Une nuit pleine et entière, mais pas content du réveil :  le New York Times annonce que le maire de New York, Bill de Blasio va bientôt prendre la  décision d’un confinement au moment où le gouverneur de New York annonce qu’il n’y aura pas de mise en quarantaine générale. Je reste poli, mais c’est dur. Je regarde par la fenêtre. Dans la rue, ceux qui marchent, ceux qui s’activent sont des noirs, des latinos. Pas un seul blanc dans la rue. J’espère qu’on n’est pas encore à la veille d’une nouvelle fracture sociale.

Je fais un petit Skype avec mes parents. Ils ont les repères de leurs âges respectifs (88 et 96 ans). « C’est comme la guerre » me dit mon père. « Non, Papa, pendant la guerre, les gens qui devaient se terrer n’avaient rien, nous on a tout et plus encore. On n’aura ni froid, ni faim ». Ma mère comprend surtout le danger médical et sanitaire. Elle pense aux petits-enfants et aux arrière-petits-enfants. Je vois aussi qu’elle pense à son mari. Elle me tend un grand sourire car elle sait que j’ai compris mais elle ne veut pas qu’il comprenne.

Oh la frayeur générale. Tout à coup, coupure d’Internet. Panique. Théo à la Xbox hurle au milieu de sa partie de Fifa 2020. Bethsabée sur TikTok s’affole. Mon call Hangout se gèle. Ça dure 3 mn, mais c’est comme si le monde s’arrêtait. Des grands malades. Voilà ce qu’on est devenus.

---*---

> _Travail à faire_:
(1) Répondez à ces questions sur le passage :
(a) Quel journal annonce que le maire de New York va bientôt décider d'un confinement ?
(b) Quels âges sont indiqués pour les parents ?
(c) Combien de temps dure la coupure d'Internet ?
(2) Recopiez mot pour mot la partie du passage qui commence aux mots « Je fais un petit » et se termine après les mots « pas qu’il comprenne. ».

---*---

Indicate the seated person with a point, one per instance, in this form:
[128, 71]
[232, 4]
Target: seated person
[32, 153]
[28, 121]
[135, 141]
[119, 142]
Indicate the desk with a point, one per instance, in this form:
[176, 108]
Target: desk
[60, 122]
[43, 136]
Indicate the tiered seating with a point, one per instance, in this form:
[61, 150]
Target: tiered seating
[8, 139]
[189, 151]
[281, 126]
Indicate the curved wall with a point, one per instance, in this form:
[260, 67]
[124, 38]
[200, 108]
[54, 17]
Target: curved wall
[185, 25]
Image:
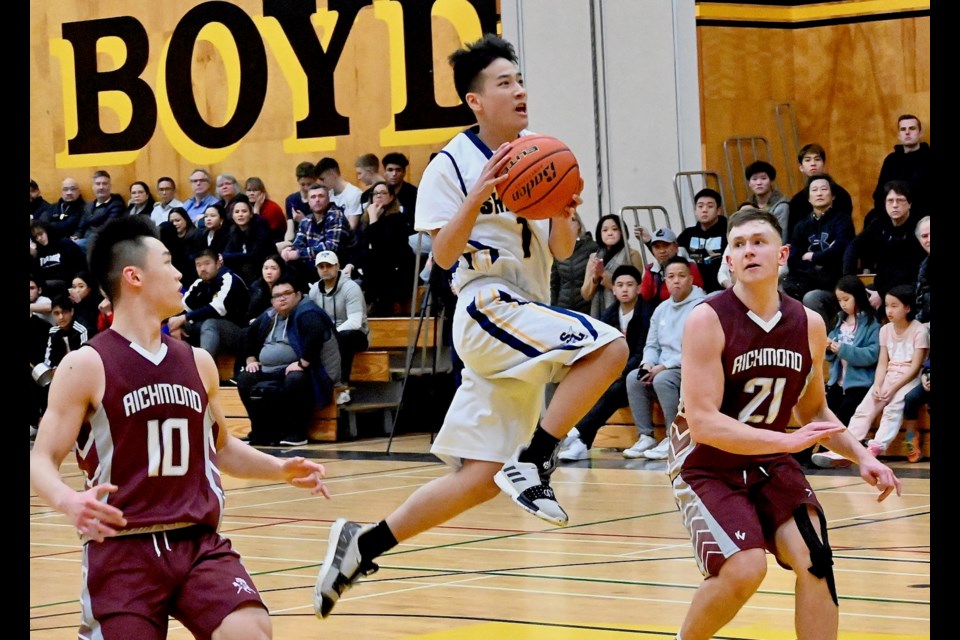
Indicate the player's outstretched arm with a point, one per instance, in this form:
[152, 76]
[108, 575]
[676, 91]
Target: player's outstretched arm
[701, 370]
[76, 389]
[812, 409]
[450, 240]
[239, 459]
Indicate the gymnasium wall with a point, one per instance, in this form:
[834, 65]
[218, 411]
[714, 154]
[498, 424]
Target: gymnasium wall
[846, 69]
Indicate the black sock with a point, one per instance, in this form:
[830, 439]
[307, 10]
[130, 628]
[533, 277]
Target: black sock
[541, 448]
[376, 542]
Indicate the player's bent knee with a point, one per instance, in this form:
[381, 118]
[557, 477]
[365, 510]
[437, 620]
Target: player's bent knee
[821, 555]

---*---

> _Réponses attendues_:
(1)
(a) Le New York Times.
(b) 88 et 96 ans.
(c) 3 mn.

(2)
Je fais un petit Skype avec mes parents. Ils ont les repères de leurs âges respectifs (88 et 96 ans). « C’est comme la guerre » me dit mon père. « Non, Papa, pendant la guerre, les gens qui devaient se terrer n’avaient rien, nous on a tout et plus encore. On n’aura ni froid, ni faim ». Ma mère comprend surtout le danger médical et sanitaire. Elle pense aux petits-enfants et aux arrière-petits-enfants. Je vois aussi qu’elle pense à son mari. Elle me tend un grand sourire car elle sait que j’ai compris mais elle ne veut pas qu’il comprenne.